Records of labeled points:
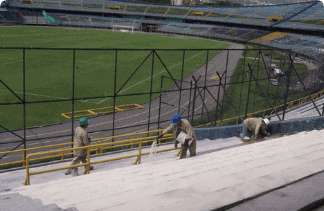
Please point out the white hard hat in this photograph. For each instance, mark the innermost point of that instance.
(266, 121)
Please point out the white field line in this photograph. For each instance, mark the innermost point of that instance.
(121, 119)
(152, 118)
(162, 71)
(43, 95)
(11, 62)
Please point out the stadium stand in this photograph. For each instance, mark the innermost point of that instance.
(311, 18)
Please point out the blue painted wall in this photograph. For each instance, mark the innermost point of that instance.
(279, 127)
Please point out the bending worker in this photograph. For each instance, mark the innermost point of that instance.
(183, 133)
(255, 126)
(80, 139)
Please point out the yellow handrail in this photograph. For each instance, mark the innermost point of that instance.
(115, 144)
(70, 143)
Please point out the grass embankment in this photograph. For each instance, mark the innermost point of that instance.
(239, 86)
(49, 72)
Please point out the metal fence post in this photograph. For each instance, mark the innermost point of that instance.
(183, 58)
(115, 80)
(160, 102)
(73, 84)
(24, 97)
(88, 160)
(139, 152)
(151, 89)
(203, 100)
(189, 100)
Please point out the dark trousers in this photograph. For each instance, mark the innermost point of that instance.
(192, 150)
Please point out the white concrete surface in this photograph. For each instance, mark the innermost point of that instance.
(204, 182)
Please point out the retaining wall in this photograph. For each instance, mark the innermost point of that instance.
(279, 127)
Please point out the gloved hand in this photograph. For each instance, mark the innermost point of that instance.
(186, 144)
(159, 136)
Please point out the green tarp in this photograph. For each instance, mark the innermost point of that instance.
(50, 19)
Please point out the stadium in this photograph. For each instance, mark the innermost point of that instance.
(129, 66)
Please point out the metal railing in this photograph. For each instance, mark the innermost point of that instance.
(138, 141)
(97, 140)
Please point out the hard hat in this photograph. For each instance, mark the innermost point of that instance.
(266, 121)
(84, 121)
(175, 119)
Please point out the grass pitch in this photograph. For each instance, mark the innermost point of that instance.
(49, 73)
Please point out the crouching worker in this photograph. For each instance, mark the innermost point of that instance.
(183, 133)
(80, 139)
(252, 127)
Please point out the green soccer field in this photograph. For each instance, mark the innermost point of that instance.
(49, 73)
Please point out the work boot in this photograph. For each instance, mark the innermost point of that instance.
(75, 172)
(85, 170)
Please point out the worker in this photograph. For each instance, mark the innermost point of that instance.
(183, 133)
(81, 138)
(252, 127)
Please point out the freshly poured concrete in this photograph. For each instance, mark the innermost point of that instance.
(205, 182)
--
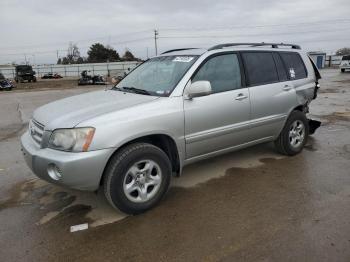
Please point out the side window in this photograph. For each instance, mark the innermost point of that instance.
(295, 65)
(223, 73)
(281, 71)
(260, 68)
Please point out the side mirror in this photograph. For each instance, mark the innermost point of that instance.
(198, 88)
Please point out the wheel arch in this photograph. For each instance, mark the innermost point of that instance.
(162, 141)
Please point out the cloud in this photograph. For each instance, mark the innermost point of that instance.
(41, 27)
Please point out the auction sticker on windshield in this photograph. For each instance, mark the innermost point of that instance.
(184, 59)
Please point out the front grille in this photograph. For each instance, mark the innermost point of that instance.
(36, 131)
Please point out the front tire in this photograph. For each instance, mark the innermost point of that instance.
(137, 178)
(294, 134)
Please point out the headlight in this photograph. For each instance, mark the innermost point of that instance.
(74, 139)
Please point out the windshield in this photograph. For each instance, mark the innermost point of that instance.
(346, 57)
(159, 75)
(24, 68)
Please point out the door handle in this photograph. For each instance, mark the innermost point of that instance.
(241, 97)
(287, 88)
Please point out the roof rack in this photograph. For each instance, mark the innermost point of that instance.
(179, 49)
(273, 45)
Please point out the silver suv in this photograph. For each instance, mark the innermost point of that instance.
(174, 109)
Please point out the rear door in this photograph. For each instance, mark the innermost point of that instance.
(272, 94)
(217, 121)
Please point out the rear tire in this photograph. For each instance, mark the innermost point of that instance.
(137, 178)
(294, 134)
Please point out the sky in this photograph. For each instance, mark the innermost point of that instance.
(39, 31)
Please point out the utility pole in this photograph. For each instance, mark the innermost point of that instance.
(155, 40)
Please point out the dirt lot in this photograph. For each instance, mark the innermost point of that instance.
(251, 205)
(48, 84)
* * *
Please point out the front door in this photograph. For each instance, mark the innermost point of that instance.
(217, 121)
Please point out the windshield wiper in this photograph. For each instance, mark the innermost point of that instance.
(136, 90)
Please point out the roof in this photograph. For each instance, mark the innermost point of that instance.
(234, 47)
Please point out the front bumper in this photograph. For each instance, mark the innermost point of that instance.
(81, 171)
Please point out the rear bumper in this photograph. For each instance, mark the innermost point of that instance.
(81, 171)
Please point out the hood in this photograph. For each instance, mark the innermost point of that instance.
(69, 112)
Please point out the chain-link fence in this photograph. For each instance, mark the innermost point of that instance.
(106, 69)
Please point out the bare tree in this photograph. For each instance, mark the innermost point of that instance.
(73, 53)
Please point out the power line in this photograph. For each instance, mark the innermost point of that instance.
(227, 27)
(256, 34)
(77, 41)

▶ [Challenge]:
Count the lines in the records above that contain the string "grass", treating case as significant, and give only the number.

▶ [Solution to this exercise]:
2